WHAT THE EXERCISE ASKS
Select the lines of the records containing the word "hotel" and list them.

INPUT RECORDS
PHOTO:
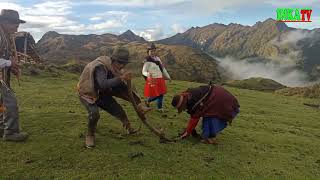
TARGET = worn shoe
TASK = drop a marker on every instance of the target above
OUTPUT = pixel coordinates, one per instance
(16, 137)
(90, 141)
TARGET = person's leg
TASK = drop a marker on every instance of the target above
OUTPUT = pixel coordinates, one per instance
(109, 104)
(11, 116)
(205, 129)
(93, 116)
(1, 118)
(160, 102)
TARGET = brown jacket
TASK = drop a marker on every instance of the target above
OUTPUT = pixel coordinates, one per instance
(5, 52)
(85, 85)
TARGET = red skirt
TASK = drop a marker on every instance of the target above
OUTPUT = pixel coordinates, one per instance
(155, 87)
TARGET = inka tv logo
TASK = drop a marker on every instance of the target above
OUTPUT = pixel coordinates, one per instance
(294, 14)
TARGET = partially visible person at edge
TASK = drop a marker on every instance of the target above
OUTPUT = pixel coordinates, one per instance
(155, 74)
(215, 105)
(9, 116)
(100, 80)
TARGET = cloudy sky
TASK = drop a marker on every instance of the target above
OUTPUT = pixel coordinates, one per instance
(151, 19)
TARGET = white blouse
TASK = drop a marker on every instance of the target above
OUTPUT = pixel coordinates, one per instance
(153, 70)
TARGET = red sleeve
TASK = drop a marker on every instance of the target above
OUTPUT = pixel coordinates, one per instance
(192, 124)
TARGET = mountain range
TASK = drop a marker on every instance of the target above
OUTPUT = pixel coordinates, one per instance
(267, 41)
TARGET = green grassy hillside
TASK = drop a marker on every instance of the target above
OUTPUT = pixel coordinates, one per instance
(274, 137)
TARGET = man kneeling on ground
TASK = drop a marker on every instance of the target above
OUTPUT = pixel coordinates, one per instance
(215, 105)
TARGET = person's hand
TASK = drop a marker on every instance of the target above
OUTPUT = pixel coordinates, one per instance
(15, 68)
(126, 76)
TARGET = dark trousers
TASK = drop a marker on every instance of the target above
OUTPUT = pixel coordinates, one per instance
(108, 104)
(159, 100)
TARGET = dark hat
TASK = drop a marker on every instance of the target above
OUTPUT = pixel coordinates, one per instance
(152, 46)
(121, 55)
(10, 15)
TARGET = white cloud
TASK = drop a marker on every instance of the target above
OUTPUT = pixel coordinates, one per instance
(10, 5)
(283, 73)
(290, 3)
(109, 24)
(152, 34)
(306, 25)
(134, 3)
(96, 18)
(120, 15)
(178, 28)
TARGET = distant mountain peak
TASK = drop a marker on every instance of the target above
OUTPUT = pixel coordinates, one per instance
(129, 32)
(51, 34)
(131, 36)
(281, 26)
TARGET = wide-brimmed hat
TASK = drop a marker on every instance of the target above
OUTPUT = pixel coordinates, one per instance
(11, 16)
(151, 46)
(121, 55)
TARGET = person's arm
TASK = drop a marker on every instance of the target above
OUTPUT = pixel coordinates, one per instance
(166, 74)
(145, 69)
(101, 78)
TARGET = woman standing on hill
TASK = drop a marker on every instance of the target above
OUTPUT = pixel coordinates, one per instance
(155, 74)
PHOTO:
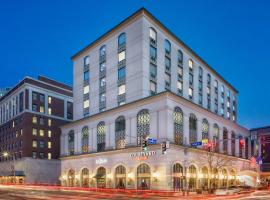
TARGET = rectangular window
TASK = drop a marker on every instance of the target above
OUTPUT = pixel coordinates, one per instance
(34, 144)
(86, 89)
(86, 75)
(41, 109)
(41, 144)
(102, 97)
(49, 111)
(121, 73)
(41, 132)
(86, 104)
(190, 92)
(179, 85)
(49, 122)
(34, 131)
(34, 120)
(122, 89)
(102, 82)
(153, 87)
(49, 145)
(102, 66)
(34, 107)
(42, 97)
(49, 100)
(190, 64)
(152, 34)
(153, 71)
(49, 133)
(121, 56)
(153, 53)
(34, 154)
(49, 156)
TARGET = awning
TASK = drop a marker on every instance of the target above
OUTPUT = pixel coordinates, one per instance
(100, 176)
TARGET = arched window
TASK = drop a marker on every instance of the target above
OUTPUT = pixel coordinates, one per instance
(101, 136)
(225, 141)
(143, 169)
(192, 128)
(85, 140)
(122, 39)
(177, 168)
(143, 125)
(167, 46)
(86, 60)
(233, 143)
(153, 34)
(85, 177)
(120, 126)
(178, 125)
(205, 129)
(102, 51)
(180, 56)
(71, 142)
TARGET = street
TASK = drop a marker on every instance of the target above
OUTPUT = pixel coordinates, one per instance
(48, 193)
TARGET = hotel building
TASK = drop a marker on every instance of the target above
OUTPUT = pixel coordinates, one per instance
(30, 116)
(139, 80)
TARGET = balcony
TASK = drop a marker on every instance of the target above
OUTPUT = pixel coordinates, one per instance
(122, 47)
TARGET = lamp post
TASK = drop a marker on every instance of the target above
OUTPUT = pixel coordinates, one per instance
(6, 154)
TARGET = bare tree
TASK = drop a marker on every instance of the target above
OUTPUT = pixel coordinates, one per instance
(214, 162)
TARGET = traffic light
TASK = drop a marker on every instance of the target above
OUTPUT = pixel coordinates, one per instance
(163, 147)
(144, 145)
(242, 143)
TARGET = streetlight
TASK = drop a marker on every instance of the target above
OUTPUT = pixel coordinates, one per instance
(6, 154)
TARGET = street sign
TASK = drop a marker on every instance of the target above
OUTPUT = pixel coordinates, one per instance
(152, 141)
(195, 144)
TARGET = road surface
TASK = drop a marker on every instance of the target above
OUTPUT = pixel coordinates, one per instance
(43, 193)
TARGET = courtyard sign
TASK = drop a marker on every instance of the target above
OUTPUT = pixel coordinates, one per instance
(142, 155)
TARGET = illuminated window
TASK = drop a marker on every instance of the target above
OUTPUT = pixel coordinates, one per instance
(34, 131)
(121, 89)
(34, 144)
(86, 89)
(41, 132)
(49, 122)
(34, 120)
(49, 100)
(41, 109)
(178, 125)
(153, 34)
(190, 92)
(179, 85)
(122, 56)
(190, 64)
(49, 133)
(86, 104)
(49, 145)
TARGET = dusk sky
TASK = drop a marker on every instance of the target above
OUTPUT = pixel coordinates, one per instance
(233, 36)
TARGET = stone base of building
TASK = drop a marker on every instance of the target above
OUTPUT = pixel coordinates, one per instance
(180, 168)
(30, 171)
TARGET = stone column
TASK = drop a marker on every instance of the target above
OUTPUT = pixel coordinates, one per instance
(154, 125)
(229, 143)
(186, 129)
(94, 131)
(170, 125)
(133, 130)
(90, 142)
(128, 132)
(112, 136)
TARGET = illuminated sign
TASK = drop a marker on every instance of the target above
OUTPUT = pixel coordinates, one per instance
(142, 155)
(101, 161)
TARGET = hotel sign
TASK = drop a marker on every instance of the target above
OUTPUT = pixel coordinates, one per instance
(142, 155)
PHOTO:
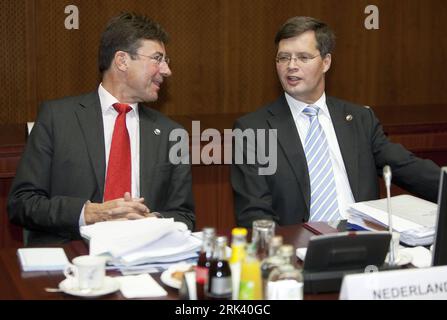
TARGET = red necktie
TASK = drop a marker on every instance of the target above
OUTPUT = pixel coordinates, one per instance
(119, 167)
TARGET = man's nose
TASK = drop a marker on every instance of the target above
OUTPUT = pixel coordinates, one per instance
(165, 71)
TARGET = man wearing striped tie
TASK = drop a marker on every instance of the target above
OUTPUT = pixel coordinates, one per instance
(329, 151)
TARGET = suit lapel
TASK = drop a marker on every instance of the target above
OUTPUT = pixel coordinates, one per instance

ANSWER FOR THIS EXERCISE
TARGET = hotel building
TARGET = hotel sign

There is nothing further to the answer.